#### [Material provided]
□ □ □ □

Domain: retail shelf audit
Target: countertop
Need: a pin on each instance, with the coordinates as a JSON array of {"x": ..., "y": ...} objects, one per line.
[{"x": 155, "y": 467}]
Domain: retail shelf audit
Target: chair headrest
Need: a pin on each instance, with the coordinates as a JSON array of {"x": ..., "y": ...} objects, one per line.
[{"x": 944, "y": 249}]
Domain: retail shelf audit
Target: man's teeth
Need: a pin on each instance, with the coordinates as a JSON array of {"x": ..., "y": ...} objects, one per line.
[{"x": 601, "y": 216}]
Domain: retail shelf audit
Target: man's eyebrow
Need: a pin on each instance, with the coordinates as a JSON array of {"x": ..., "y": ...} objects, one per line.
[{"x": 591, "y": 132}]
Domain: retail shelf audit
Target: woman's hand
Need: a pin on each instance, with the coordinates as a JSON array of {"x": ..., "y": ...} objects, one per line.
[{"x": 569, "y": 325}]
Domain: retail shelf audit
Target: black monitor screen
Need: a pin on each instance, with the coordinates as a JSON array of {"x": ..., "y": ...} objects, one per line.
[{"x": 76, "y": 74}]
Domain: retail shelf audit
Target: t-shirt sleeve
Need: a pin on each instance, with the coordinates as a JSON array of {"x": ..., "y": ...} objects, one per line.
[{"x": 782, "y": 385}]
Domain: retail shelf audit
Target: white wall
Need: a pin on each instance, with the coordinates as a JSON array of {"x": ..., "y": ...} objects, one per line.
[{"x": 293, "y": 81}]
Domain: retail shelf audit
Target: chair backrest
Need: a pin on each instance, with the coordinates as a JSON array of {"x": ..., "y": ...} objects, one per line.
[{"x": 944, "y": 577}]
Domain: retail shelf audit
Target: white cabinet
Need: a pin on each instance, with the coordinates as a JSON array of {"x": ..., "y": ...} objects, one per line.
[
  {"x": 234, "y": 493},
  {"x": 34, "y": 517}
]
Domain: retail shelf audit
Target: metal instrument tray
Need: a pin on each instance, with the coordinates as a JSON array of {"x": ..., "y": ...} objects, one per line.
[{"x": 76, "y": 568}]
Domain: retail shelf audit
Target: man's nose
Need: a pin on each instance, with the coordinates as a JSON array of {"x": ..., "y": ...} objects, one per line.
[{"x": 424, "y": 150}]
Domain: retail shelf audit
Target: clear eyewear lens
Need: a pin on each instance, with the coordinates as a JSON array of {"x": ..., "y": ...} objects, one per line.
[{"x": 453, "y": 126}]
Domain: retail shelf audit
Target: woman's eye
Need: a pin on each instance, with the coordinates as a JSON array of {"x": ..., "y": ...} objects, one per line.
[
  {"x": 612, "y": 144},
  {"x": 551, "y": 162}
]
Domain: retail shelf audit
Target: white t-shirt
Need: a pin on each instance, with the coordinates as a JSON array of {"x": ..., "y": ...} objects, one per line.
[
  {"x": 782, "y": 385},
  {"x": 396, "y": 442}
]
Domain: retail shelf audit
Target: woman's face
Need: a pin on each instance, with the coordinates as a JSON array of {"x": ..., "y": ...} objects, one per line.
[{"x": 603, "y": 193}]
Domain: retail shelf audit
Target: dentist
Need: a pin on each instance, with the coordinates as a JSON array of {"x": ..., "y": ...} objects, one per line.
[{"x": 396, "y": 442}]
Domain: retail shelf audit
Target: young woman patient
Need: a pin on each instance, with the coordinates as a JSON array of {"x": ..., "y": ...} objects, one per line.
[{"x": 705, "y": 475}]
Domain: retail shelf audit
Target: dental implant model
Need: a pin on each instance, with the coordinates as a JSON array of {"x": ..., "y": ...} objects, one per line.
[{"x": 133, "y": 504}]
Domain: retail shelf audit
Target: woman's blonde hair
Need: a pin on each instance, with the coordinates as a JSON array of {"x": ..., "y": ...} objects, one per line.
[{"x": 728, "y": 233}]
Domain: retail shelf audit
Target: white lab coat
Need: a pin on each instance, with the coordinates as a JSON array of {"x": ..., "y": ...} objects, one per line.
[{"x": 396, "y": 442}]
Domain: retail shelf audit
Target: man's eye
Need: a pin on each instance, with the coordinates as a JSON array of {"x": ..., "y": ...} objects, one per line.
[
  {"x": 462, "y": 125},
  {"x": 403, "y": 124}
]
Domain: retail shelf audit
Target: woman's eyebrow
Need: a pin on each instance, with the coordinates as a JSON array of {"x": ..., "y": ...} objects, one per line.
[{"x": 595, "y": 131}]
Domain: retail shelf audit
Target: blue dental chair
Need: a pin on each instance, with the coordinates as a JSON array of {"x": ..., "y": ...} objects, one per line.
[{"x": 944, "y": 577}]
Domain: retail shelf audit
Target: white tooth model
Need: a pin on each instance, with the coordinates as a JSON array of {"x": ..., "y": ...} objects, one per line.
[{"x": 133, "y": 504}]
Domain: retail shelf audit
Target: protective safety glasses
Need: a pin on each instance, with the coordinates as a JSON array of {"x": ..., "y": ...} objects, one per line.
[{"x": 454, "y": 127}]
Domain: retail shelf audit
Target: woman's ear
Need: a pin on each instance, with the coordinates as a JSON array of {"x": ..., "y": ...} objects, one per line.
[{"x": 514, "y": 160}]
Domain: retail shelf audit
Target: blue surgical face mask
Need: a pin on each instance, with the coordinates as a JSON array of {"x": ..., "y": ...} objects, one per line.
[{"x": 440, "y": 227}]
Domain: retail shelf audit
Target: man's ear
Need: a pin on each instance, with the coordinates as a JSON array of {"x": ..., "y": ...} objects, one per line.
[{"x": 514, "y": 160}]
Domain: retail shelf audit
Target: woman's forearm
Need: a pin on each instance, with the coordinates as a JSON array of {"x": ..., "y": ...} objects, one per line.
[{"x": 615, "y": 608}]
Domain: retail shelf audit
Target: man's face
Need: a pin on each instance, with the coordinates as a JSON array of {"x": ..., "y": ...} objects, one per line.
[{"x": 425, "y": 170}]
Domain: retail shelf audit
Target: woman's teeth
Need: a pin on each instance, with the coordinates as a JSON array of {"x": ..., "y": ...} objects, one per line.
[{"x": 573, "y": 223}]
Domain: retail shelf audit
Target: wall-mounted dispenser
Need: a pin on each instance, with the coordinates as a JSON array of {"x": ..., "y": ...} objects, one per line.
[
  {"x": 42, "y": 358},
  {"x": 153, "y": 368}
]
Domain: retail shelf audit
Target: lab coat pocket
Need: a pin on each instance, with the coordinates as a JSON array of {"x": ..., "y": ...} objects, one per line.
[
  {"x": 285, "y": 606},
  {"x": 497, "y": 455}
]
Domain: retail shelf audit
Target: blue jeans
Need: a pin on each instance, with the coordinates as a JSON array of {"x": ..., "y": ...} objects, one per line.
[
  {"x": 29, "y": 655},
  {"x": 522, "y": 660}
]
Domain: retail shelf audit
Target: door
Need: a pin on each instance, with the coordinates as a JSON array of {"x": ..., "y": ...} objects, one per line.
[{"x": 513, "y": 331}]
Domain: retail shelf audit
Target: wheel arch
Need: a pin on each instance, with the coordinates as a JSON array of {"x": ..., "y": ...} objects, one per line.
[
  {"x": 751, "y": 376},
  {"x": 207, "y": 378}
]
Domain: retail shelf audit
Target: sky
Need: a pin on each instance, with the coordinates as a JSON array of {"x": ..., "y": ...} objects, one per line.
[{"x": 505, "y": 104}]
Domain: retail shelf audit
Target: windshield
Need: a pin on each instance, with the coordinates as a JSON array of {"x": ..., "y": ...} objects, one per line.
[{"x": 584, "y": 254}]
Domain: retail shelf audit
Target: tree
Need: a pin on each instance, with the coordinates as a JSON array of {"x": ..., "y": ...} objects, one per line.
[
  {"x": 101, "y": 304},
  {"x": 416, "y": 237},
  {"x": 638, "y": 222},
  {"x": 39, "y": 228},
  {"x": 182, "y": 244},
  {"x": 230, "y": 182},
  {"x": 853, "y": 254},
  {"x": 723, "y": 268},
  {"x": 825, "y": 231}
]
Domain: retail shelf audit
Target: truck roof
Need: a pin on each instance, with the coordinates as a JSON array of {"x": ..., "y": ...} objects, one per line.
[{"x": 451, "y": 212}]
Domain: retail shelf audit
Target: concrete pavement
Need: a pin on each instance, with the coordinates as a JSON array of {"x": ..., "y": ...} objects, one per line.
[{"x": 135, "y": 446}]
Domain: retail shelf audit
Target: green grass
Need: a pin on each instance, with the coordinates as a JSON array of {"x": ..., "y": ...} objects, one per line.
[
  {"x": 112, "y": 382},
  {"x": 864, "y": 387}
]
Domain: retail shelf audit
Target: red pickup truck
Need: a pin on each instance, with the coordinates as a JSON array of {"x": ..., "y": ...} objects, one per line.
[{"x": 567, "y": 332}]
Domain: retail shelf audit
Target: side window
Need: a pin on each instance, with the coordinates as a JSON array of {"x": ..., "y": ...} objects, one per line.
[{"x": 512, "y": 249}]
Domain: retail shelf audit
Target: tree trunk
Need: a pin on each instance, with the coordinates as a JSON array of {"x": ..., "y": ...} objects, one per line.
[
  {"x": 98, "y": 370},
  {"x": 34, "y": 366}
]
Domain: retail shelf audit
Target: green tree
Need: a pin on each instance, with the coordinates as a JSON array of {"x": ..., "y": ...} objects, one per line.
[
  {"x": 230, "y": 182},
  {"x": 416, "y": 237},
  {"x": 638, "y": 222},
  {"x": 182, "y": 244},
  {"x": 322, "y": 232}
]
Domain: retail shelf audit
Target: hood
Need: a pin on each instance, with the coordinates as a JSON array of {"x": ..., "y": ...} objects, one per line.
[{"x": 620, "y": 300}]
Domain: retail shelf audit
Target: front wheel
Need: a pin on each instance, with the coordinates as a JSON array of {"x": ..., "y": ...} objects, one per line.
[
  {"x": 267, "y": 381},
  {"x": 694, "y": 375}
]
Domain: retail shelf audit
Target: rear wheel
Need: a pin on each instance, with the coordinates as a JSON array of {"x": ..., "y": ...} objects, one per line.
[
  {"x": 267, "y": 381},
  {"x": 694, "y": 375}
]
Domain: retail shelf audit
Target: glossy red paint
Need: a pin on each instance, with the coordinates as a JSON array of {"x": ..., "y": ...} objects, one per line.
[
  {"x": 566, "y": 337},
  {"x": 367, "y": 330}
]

□ □ □ □

#### [Directions]
What lines in the listing include the string "face"? Copy them out.

#### [Completed task]
Target: woman's face
Target: blue surgical face mask
Target: man's face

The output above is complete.